Find every line in the items below that contains the string "cleat" and copy each of those lines. Case counts.

##############################

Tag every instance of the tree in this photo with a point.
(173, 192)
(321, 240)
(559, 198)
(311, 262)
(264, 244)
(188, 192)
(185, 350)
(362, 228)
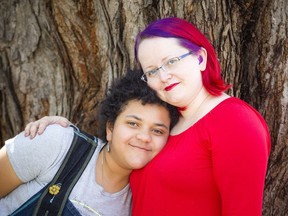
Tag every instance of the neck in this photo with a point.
(110, 175)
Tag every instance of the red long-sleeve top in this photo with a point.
(216, 167)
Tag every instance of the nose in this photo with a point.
(144, 136)
(163, 74)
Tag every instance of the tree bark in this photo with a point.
(58, 57)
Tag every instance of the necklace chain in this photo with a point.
(102, 169)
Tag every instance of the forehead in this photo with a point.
(152, 50)
(153, 44)
(148, 112)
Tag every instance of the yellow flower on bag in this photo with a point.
(54, 189)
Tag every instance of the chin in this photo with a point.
(138, 164)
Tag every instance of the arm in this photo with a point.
(240, 153)
(8, 178)
(38, 127)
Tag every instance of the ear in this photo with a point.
(109, 131)
(202, 57)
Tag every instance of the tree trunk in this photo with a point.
(58, 57)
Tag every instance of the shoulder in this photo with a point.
(41, 153)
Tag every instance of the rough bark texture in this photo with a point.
(58, 57)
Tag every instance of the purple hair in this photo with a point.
(191, 38)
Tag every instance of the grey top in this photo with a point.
(42, 163)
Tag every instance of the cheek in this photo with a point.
(159, 146)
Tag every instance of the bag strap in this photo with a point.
(54, 198)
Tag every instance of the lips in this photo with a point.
(140, 148)
(170, 87)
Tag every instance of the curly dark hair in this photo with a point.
(127, 88)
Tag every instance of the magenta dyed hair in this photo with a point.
(191, 38)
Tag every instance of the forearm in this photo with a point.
(8, 178)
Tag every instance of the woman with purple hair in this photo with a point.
(215, 160)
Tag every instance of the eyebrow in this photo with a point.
(140, 119)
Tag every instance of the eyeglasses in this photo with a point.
(169, 65)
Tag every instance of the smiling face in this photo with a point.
(183, 83)
(138, 134)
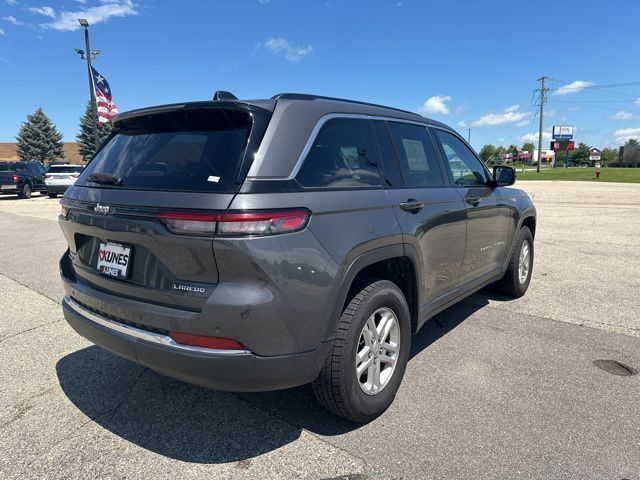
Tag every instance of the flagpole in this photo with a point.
(94, 110)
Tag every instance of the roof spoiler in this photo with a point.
(224, 95)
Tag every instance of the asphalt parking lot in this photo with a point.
(494, 389)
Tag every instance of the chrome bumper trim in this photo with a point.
(141, 334)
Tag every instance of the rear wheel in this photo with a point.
(25, 192)
(366, 362)
(518, 275)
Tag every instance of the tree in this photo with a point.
(38, 139)
(580, 154)
(86, 146)
(528, 147)
(488, 153)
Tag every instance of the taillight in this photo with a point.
(64, 206)
(262, 223)
(244, 223)
(190, 223)
(217, 343)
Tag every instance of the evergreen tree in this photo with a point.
(38, 139)
(85, 136)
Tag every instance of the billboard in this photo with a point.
(562, 132)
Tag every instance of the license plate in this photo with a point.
(114, 259)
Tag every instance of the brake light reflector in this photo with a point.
(262, 223)
(217, 343)
(243, 223)
(189, 223)
(64, 205)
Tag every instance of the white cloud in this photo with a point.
(533, 137)
(291, 52)
(46, 11)
(510, 114)
(573, 87)
(624, 134)
(622, 115)
(436, 104)
(13, 20)
(68, 20)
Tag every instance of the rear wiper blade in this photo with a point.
(107, 178)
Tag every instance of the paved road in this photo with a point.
(494, 389)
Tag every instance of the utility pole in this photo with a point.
(89, 55)
(543, 90)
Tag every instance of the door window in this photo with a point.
(416, 155)
(342, 155)
(392, 175)
(465, 167)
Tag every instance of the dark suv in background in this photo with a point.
(252, 245)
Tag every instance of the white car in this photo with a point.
(60, 177)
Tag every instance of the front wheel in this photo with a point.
(518, 275)
(370, 351)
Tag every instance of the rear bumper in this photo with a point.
(236, 370)
(57, 188)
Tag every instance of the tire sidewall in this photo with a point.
(371, 406)
(525, 235)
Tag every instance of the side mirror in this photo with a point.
(504, 176)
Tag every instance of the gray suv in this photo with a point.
(251, 245)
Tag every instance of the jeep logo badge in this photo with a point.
(103, 209)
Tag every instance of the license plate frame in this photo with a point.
(114, 259)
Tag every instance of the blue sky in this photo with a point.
(471, 64)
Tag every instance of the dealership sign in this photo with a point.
(562, 132)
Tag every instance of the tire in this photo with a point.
(511, 284)
(25, 192)
(339, 388)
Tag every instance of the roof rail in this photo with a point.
(305, 96)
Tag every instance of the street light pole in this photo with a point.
(94, 110)
(542, 91)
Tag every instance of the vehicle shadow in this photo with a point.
(193, 424)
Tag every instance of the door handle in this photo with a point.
(412, 205)
(473, 200)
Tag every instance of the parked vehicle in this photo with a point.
(60, 177)
(22, 178)
(260, 245)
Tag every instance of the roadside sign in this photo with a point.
(562, 132)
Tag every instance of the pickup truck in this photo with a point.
(22, 178)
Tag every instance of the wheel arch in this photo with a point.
(395, 263)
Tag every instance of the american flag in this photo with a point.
(106, 108)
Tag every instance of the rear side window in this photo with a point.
(343, 154)
(64, 169)
(465, 167)
(194, 150)
(416, 155)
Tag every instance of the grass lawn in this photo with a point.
(623, 175)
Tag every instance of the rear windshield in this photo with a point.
(64, 169)
(195, 150)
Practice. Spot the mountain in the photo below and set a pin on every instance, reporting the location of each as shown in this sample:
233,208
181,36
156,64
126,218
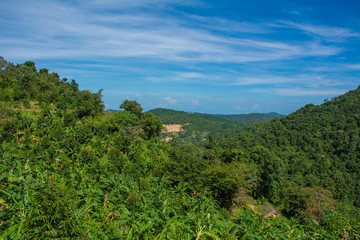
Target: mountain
314,147
68,170
196,127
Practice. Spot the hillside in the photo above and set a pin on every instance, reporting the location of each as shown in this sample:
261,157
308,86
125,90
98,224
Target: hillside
70,171
316,146
196,127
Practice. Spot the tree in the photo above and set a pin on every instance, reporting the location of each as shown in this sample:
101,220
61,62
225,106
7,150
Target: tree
132,106
152,125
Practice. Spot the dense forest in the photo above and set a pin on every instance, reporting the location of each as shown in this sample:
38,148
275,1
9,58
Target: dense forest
197,127
69,170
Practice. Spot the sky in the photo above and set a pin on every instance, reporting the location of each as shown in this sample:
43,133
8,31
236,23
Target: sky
210,56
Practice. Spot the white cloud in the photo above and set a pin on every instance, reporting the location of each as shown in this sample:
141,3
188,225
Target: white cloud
58,30
169,100
327,32
299,91
195,102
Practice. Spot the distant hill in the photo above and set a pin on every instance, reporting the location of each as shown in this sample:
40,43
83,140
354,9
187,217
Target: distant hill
316,146
198,126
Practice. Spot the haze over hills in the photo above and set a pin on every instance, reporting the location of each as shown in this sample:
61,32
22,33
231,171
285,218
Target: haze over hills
197,127
70,170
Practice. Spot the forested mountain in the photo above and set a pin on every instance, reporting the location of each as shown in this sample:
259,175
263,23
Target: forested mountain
316,146
70,171
198,126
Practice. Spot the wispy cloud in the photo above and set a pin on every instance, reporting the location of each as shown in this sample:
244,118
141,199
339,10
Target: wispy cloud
300,91
57,30
169,100
328,33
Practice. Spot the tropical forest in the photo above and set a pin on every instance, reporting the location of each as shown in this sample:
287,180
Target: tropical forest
69,169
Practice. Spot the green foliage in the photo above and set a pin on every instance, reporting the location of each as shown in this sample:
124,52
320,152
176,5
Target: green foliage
132,106
69,171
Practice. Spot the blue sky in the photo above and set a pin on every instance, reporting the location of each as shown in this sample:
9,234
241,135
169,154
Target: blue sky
204,56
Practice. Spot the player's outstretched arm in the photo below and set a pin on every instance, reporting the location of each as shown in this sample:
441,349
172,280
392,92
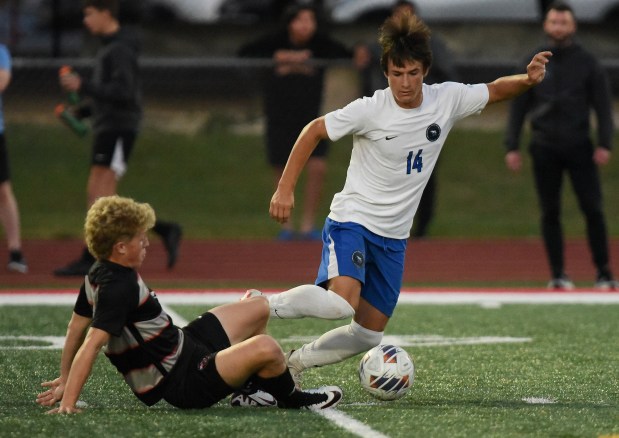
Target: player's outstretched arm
508,87
80,370
282,201
76,331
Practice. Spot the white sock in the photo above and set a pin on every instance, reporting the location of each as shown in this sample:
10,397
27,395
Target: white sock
309,300
335,346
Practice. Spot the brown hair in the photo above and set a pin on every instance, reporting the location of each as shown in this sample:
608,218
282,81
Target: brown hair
404,37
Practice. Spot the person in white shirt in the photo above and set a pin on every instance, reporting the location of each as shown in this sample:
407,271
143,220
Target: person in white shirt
398,134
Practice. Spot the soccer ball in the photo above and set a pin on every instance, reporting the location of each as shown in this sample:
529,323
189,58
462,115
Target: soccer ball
386,372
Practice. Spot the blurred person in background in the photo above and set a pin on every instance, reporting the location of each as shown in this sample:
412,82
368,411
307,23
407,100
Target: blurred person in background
443,70
116,109
292,97
397,136
559,110
9,211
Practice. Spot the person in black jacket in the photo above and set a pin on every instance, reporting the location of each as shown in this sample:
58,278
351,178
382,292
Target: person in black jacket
223,350
292,97
116,109
559,110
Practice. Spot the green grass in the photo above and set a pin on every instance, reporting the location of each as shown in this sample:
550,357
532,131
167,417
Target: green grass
459,390
218,185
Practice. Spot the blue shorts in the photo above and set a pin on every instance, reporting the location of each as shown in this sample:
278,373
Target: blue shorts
377,262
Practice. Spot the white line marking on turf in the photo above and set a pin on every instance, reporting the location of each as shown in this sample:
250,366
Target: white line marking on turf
538,401
53,342
350,424
427,340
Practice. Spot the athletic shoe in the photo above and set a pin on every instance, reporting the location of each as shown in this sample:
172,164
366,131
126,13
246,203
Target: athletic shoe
78,267
606,282
317,399
295,370
17,263
171,242
252,293
561,283
247,398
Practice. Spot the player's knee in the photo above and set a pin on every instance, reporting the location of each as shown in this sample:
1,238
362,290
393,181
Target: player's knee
267,348
365,338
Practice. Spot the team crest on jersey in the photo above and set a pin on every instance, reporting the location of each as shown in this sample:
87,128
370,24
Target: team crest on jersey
204,362
433,132
358,259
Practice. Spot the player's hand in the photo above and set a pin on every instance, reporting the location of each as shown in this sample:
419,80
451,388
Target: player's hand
536,70
601,156
53,394
281,206
64,410
513,161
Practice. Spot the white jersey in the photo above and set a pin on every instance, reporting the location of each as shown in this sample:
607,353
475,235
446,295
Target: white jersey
394,152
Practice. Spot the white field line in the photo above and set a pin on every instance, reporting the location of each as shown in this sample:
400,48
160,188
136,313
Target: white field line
486,299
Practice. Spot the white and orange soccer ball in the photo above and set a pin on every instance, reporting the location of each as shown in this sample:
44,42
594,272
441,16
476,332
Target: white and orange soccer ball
387,372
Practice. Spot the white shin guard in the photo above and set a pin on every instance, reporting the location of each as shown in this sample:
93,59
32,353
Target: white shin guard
309,300
335,346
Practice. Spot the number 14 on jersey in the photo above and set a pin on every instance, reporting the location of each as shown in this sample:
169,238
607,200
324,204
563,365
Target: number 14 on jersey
415,163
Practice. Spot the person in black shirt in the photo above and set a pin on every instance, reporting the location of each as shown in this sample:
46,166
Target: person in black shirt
292,97
559,110
115,92
223,350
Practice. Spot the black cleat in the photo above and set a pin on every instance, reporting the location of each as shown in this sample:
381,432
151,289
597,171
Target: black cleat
171,242
78,267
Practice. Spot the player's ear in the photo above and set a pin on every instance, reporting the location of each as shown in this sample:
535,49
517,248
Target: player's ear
120,247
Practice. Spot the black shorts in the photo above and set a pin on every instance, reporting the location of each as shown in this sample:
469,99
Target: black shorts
112,149
194,382
280,139
5,174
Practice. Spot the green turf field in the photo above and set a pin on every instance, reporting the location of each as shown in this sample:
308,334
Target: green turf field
217,184
559,377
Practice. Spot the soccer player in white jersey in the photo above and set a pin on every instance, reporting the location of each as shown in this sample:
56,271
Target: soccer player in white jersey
397,134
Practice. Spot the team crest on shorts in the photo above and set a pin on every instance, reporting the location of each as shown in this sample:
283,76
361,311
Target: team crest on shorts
358,259
204,362
433,132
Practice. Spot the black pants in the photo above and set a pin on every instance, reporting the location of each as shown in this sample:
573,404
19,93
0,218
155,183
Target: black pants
548,169
425,211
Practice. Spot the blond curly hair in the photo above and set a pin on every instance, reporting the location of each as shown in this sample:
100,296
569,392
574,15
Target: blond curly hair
112,219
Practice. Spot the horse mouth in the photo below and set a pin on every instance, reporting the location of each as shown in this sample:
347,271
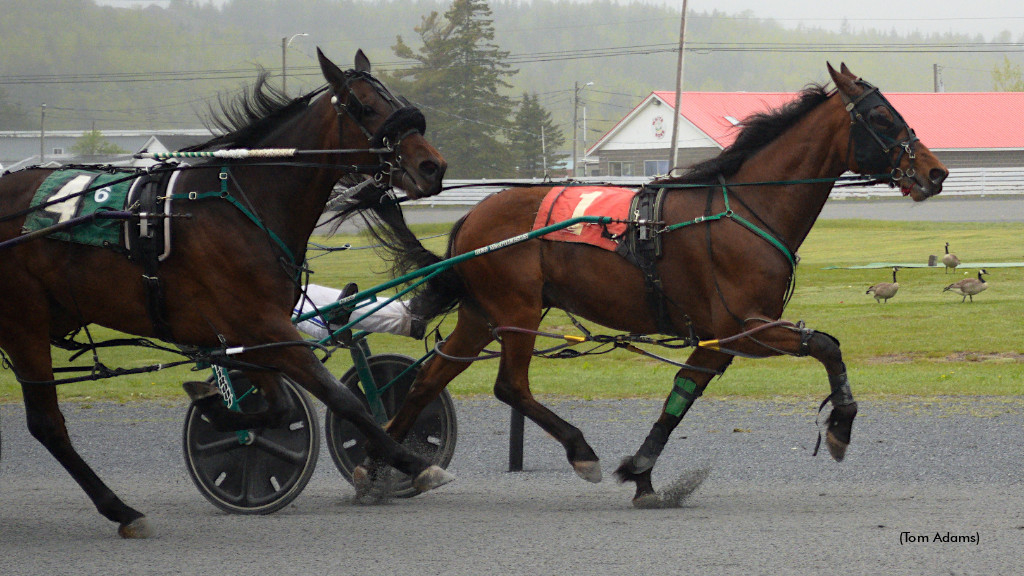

##############################

* _OUTPUT FOR THIS EXERCISE_:
Practice. Spot the black cleat in the photo above and set a pin on every instance, reporting the location of each as shown in this sample:
Target: black cleat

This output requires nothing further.